### EXERCISE BRIEF:
Restate exactly, and only, the lines from the one with "Target: tile grout line" through the end of the data, with both of those end lines kept. Drop any pictures.

Dataset entries
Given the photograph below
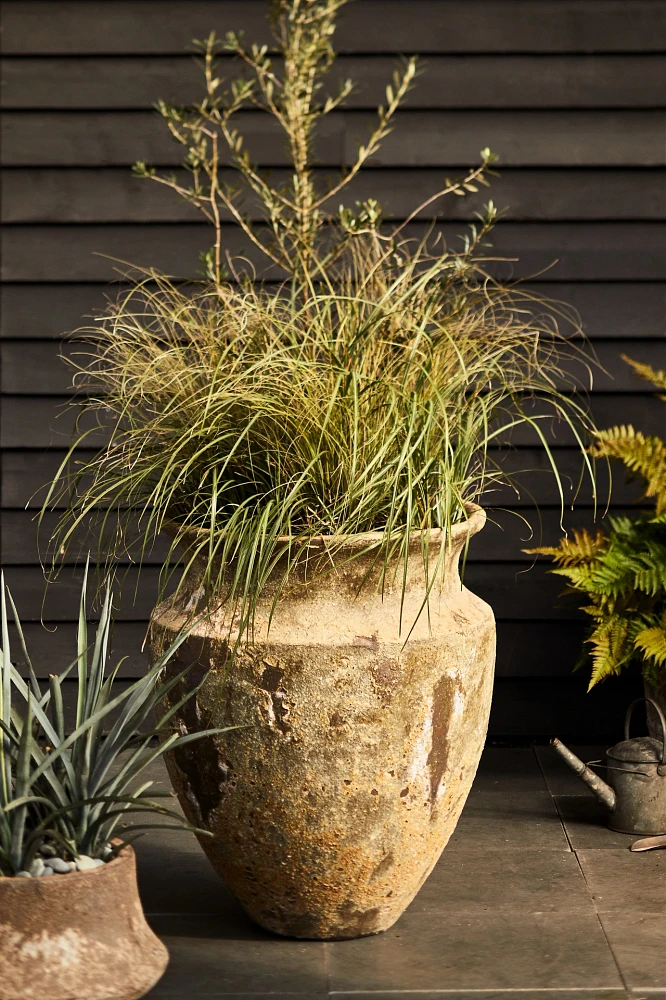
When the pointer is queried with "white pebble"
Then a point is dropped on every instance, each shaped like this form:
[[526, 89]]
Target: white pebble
[[58, 865], [84, 863]]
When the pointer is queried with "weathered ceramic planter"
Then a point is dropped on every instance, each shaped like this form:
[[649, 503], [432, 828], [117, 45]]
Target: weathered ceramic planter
[[81, 936], [331, 808]]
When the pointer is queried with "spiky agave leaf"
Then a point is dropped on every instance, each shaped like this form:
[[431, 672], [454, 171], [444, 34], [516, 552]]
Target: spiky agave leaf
[[56, 784]]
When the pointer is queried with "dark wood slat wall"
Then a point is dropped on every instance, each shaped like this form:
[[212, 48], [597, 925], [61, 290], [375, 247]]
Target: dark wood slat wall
[[570, 93]]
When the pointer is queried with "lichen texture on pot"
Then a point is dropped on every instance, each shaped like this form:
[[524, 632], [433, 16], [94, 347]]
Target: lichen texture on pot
[[330, 809]]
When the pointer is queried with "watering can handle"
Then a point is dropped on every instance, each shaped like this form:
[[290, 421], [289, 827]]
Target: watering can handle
[[662, 720]]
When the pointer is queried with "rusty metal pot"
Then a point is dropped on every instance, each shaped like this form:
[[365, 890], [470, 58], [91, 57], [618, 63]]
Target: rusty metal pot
[[635, 794], [81, 936], [330, 809]]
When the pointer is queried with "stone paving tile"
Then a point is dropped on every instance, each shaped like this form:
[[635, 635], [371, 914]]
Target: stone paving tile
[[620, 880], [175, 876], [230, 954], [509, 818], [190, 994], [477, 951], [485, 880], [584, 994], [638, 941], [586, 823], [516, 767]]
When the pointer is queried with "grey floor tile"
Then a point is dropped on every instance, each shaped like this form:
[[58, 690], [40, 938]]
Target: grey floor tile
[[586, 823], [560, 778], [639, 945], [620, 880], [230, 954], [547, 994], [509, 817], [518, 768], [481, 880], [175, 876], [477, 952], [190, 994]]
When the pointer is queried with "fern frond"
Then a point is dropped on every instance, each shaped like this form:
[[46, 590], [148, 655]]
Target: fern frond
[[610, 648], [654, 375], [652, 643], [643, 455], [582, 548]]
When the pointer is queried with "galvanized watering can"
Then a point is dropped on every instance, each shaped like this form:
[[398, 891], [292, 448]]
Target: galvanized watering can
[[636, 769]]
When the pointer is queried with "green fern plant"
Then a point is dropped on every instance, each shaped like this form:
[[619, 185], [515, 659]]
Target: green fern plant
[[622, 572]]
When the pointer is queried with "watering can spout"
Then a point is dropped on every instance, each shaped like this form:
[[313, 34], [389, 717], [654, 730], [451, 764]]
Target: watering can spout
[[602, 791]]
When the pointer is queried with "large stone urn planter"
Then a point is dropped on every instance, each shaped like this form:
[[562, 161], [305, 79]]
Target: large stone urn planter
[[81, 936], [330, 809]]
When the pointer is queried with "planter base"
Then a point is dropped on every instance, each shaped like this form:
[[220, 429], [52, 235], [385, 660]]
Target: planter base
[[81, 936], [331, 806]]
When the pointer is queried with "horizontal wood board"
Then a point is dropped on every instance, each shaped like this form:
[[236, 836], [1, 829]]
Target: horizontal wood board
[[570, 93]]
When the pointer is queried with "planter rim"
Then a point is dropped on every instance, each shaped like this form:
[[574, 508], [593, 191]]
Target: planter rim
[[124, 856], [474, 522]]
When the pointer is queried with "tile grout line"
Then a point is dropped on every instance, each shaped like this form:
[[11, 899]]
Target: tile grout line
[[587, 886]]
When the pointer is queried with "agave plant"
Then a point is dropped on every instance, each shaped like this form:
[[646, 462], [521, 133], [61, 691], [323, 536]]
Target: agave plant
[[367, 392], [68, 794]]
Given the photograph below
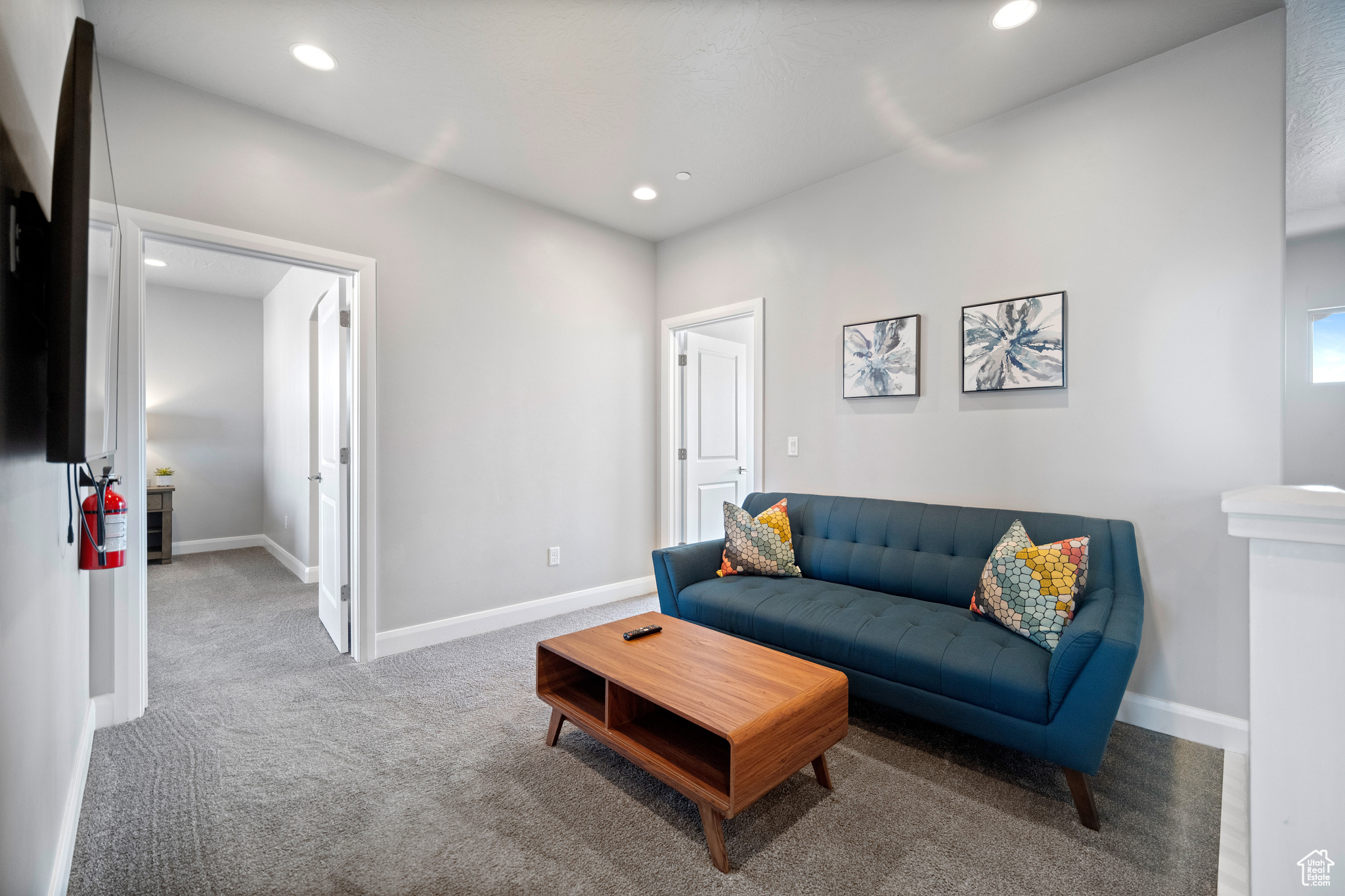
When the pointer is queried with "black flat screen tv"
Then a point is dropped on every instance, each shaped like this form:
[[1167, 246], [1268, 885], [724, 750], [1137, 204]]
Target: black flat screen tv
[[82, 285]]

### YOUR SOLUTION:
Target: tile grout line
[[587, 886]]
When the pointer is queried with "agave plant"
Then a point is dropped on every instance, each shaped like this form:
[[646, 462], [521, 133], [61, 691], [323, 536]]
Target: agave plant
[[367, 392], [68, 794]]
Given the photograph below
When the pointer is queried with "black flat screen tv"
Then a point is dropped on every instance, each shaped like this form:
[[1167, 246], [1268, 885], [724, 750], [1137, 204]]
Target: black flat screen tv
[[82, 285]]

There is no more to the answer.